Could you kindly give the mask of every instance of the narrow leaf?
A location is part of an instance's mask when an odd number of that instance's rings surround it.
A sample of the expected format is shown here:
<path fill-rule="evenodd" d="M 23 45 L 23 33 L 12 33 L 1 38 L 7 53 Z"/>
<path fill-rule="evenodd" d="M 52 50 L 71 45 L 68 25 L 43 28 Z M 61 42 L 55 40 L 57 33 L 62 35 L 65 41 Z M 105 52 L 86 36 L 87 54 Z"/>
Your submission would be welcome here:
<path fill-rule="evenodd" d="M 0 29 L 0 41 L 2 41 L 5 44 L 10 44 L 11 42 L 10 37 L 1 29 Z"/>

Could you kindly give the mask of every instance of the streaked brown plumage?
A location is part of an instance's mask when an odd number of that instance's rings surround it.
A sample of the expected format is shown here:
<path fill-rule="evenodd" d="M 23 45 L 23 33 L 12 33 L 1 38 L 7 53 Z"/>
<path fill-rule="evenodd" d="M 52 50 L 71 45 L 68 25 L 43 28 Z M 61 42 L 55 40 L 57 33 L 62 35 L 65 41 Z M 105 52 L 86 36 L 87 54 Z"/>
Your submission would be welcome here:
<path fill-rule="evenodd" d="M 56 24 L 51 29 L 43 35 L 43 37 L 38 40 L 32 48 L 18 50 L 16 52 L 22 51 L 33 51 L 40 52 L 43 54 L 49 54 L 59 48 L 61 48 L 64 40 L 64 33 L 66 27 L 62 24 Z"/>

### Task objective
Rewrite all of the rows above with "mask" substituted by "region" wherever it appears, keeping everything else the same.

### Result
Could you kindly give the region of every instance of the narrow leaf?
A location is part of an instance's region when an odd number of that instance's rings surround it.
A sample of the expected format is shown here:
<path fill-rule="evenodd" d="M 23 45 L 23 33 L 12 33 L 1 38 L 7 53 Z"/>
<path fill-rule="evenodd" d="M 52 50 L 71 45 L 68 25 L 43 28 Z M 61 42 L 55 40 L 57 33 L 62 35 L 65 41 Z M 105 52 L 86 36 L 87 54 Z"/>
Your submission would be welcome here:
<path fill-rule="evenodd" d="M 0 29 L 0 41 L 2 41 L 5 44 L 10 44 L 11 42 L 10 37 L 1 29 Z"/>

Could you kindly give the region of every instance of the streaked brown plumage?
A location is part of an instance's region when an odd number of that instance's rings surround it.
A sample of the expected format is shown here:
<path fill-rule="evenodd" d="M 23 45 L 23 33 L 12 33 L 1 38 L 7 53 Z"/>
<path fill-rule="evenodd" d="M 52 50 L 71 45 L 68 25 L 43 28 Z M 61 42 L 55 40 L 57 33 L 62 35 L 65 41 Z M 105 52 L 86 36 L 87 54 Z"/>
Your submission would be welcome here:
<path fill-rule="evenodd" d="M 56 24 L 51 29 L 43 35 L 43 37 L 38 40 L 32 48 L 18 50 L 16 52 L 22 51 L 33 51 L 40 52 L 43 54 L 49 54 L 59 48 L 61 48 L 64 40 L 64 33 L 66 27 L 62 24 Z"/>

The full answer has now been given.